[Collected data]
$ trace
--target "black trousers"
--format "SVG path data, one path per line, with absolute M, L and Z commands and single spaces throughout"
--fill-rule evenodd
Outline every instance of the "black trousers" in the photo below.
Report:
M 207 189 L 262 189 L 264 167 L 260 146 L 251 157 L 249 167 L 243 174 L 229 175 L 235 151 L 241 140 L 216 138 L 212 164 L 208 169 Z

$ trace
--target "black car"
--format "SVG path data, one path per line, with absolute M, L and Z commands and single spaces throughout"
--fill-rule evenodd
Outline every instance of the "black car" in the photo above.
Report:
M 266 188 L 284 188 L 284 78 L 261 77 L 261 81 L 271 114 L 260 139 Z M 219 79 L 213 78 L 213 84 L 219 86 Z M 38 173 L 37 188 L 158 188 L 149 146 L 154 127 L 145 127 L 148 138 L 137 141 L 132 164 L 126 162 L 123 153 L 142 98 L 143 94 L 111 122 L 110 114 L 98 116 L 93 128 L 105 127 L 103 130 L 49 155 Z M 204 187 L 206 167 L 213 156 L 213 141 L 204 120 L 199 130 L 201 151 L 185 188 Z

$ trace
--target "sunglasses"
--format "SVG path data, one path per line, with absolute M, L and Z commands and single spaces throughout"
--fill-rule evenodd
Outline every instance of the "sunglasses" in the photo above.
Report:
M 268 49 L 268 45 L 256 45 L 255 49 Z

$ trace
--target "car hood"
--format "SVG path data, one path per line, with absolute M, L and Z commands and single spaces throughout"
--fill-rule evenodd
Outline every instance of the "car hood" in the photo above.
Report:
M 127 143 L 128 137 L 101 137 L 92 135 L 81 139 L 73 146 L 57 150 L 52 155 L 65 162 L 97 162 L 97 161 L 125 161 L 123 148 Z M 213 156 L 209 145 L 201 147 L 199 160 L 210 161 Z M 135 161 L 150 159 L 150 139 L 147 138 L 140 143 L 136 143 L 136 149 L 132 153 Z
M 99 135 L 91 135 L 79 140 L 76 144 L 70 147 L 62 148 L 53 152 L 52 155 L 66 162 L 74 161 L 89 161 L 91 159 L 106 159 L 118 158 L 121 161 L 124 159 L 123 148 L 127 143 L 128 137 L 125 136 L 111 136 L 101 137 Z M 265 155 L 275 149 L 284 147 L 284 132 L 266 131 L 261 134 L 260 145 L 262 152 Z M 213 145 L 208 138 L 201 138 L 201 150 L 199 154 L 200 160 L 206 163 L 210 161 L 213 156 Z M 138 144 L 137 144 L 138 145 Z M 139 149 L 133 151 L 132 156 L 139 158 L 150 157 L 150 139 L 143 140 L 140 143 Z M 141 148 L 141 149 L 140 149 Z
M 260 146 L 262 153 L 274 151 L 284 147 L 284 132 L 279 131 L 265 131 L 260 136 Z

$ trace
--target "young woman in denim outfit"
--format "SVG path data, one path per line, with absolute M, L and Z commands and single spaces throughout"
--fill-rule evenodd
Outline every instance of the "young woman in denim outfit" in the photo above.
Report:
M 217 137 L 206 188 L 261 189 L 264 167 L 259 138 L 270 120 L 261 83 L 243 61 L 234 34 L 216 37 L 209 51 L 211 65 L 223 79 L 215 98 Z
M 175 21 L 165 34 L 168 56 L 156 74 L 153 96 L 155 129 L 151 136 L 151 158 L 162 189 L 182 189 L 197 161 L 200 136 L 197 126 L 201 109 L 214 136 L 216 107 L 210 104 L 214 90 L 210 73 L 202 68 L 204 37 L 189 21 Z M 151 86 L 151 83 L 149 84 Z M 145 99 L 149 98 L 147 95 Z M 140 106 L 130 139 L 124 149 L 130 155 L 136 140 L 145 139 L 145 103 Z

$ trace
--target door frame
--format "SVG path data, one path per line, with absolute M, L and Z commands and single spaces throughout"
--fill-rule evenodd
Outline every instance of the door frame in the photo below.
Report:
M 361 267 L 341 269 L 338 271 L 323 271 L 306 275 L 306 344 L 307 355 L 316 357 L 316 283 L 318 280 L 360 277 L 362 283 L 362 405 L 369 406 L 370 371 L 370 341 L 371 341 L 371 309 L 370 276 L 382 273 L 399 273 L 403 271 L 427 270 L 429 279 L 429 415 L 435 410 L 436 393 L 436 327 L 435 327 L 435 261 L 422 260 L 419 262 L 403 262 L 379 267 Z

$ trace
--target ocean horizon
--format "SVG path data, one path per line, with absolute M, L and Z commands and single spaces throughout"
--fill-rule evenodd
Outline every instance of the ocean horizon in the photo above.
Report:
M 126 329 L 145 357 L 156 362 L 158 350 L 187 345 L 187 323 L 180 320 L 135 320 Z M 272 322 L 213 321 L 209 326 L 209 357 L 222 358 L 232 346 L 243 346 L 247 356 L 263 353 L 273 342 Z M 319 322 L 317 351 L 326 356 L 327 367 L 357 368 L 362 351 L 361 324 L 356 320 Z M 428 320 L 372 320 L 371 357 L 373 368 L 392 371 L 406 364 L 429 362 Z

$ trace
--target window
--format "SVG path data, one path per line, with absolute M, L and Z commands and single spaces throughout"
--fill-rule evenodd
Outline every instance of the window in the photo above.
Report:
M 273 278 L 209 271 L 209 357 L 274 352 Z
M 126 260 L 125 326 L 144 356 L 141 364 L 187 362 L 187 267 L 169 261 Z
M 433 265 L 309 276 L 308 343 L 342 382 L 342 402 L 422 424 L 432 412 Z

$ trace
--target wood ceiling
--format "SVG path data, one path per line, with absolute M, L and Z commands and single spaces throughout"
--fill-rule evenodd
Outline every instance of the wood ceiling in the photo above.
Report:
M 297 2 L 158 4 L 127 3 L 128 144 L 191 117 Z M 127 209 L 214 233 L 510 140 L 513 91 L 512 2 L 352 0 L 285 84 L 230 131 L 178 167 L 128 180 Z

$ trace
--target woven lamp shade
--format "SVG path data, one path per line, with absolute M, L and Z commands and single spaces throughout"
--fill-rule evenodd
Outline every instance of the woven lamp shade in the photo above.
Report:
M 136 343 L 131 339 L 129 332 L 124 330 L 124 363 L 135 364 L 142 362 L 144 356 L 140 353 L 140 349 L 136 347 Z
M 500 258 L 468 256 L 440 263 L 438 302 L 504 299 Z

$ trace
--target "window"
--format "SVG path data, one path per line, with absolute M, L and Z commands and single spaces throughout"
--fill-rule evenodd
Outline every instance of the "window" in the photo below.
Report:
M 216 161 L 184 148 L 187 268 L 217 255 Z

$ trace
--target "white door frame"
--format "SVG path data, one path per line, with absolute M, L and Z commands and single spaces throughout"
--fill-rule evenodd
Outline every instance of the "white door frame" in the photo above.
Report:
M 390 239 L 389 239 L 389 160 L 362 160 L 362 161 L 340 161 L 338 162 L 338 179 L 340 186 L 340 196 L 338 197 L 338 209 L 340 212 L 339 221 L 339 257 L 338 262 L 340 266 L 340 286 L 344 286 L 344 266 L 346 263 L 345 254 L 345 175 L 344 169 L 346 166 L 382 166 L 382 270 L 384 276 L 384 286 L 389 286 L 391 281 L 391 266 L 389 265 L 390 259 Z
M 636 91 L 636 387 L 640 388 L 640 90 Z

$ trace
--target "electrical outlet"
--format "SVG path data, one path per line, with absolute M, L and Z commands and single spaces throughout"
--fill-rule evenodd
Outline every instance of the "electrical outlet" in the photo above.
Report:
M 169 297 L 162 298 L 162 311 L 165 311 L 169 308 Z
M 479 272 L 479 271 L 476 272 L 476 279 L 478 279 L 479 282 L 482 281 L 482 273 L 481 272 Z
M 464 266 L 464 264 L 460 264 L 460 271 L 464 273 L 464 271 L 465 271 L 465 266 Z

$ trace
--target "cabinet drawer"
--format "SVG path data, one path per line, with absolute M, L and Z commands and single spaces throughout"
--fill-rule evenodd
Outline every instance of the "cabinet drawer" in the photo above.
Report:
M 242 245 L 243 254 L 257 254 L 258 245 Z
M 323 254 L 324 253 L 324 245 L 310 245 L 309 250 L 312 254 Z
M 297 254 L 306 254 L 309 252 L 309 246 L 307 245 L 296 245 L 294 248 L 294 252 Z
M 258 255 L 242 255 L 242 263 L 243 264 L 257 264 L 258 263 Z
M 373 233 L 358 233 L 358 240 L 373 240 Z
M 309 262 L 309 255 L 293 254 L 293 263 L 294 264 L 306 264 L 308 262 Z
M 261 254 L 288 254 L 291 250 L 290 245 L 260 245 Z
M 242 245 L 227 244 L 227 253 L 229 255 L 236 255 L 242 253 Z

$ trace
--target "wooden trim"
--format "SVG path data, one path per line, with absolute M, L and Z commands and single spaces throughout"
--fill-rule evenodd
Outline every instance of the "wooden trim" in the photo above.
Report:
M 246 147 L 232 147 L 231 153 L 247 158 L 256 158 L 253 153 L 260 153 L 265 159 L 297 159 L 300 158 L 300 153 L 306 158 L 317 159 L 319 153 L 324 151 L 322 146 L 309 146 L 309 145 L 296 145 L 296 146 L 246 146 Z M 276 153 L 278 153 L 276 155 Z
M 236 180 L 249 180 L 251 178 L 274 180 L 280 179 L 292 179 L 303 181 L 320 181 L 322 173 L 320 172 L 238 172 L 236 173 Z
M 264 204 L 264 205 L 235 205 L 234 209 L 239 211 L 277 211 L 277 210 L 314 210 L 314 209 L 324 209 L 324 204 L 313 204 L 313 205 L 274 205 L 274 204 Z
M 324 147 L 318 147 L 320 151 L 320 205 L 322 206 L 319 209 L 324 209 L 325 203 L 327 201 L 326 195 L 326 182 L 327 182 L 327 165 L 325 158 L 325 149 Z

__Task brief__: Look through the data above. Each line containing the word "trim" needs to be copied.

__Task result__:
--target "wooden trim"
Outline every instance of the "wooden trim" in the photo above.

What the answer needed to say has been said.